### Text block

Comparison of small variant calls to the phase 3 call set
(A and B) Number of SNVs (A) and INDELs (B) across the 2,504 samples in phase 3 and high-coverage datasets, stratified by AF bins and regions of the genome. Secondary y axis: % of autosomal phase 3 variants recalled in the high-coverage call set across SNVs (A) and INDELs (B) in easy and difficult regions of the genome. See also Figure S4C.
(C and D) Comparison of FDR across SNVs (C) and INDELs (D) between the high-coverage and phase 3 call sets, stratified by AF bins and regions of the genome. See also Figure S4B.
(E and F) Sample-level SNV (E) and INDEL (F) counts in the phase 3 versus high-coverage call sets, stratified by 1kGP super-population ancestry. EUR, European; AFR, African; EAS, East Asian; SAS, South Asian; AMR, American. Reported counts are at a locus level.

######
### Record excerpts

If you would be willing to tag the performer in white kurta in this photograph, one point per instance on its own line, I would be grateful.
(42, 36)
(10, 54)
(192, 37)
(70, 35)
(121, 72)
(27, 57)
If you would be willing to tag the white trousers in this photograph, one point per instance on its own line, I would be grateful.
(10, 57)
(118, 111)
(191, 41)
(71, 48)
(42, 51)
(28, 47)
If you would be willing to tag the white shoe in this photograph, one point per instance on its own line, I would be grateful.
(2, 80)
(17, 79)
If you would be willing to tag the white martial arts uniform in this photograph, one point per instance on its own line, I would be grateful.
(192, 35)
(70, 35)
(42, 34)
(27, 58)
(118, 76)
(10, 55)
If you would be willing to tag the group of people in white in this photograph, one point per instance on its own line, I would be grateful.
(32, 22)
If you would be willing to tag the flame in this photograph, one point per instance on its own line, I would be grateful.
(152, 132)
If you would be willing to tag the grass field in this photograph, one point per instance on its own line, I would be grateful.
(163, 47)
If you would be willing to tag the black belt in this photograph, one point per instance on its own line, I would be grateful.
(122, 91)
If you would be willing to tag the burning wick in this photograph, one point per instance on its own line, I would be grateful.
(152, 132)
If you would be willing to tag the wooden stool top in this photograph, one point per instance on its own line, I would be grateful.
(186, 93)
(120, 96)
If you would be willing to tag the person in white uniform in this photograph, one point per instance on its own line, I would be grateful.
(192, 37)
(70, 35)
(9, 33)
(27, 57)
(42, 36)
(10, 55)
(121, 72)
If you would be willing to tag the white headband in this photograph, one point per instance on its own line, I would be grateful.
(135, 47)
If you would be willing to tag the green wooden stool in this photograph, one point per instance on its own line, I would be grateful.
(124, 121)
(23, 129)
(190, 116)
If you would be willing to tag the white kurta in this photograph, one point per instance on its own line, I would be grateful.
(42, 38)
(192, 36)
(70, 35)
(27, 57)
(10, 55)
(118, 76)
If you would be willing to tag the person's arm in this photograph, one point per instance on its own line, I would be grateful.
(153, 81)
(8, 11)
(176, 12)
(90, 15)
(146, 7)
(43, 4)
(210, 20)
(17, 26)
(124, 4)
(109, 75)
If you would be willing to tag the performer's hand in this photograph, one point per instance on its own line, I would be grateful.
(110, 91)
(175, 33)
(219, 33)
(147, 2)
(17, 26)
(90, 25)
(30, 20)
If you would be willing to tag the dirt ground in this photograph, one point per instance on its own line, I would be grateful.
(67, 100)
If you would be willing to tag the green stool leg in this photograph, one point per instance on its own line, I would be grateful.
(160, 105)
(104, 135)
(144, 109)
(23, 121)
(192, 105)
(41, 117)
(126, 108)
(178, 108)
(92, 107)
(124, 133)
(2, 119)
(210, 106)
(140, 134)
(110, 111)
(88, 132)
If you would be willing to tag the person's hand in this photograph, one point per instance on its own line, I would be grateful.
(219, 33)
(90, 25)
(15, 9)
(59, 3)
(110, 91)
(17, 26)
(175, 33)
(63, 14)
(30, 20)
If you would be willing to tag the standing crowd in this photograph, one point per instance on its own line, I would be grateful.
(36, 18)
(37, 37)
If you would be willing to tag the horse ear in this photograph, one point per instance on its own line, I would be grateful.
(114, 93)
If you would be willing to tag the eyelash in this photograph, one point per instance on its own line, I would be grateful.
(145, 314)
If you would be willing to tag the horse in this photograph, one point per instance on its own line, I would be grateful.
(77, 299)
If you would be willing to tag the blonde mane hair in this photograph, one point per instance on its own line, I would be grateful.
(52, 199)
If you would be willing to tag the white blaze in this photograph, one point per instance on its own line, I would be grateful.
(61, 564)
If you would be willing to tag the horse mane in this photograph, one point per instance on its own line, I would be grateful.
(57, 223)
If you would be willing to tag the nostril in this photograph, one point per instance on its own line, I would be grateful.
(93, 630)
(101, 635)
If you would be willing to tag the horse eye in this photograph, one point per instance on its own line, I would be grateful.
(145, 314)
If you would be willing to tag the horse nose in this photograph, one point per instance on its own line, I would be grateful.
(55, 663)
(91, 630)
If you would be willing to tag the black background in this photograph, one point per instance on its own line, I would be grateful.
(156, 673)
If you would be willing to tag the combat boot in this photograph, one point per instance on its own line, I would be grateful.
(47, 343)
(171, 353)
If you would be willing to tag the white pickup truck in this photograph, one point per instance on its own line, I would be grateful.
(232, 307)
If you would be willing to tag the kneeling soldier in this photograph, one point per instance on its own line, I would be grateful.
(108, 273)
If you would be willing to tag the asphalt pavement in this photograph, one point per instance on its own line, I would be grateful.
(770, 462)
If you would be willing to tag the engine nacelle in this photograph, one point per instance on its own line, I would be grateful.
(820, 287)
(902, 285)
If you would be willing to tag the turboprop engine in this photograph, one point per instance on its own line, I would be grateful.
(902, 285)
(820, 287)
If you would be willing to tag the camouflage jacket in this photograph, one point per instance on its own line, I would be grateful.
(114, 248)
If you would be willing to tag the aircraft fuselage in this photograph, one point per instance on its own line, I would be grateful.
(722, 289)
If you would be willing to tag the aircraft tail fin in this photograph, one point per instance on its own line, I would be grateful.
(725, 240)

######

> **Study questions**
[A] Answer these questions about the figure legend on small variant call comparisons:
(i) How many samples do the phase 3 and high-coverage datasets span?
(ii) Which supplementary figure do panels C and D point to?
(iii) What does the abbreviation SAS stand for?
[B] Write the next part of the figure legend on small variant call comparisons, beginning after its last sentence.

> **Exercise results**
[A]
(i) 2,504 samples
(ii) Figure S4B
(iii) South Asian

[B]
(G and H) Comparison of predicted functional SNV (G) and INDEL (H) counts in the high-coverage versus phase 3 call set. Log2(ratio) denotes ratio of variant counts in the high-coverage versus phase 3 call set. Top row: cohort-level comparison. Middle row: sample-level comparison. Bottom row: comparison of FDR. Red asterisks mark categories with fewer than 100 sites in sample NA12878 (i.e., categories where FDR estimation is less reliable). See also Figures S4D and S4E.
FDR in (C), (D), (G), and (H) was estimated based on comparison of calls in sample NA12878 to the GIAB truth set v3.3.2. (A), (B), and (E–H): chromosomes (chr) 1–22; (C) and (D): chr1–22 and X.